(Records)
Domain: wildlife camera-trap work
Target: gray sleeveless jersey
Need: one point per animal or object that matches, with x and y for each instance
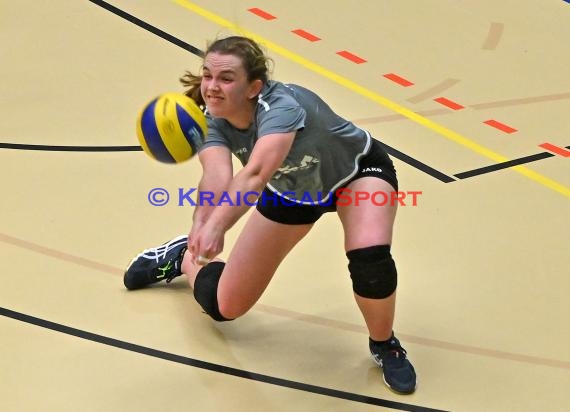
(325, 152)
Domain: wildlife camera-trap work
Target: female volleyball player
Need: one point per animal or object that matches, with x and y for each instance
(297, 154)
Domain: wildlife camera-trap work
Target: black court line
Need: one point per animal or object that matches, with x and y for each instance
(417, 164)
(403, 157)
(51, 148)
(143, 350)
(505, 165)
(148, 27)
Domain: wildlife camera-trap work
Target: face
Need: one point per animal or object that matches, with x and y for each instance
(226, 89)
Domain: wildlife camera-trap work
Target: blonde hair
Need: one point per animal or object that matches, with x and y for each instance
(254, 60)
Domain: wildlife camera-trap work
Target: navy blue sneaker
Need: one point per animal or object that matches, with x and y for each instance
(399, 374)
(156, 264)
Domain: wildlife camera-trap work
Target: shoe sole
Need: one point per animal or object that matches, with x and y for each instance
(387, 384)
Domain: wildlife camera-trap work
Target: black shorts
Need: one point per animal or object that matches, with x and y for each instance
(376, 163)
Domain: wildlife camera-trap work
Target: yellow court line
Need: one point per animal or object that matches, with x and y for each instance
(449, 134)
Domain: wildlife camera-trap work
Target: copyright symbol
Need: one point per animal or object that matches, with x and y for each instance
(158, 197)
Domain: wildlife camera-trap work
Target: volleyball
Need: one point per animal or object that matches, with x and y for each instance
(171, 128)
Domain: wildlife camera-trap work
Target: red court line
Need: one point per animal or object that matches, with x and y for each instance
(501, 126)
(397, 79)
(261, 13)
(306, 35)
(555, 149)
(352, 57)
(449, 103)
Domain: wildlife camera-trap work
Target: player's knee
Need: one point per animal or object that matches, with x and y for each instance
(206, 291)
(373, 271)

> **Do this**:
Please return each line of the data above in which the word "court" appears.

> **Result below**:
Target: black court line
Target: yellow court line
Target: red court line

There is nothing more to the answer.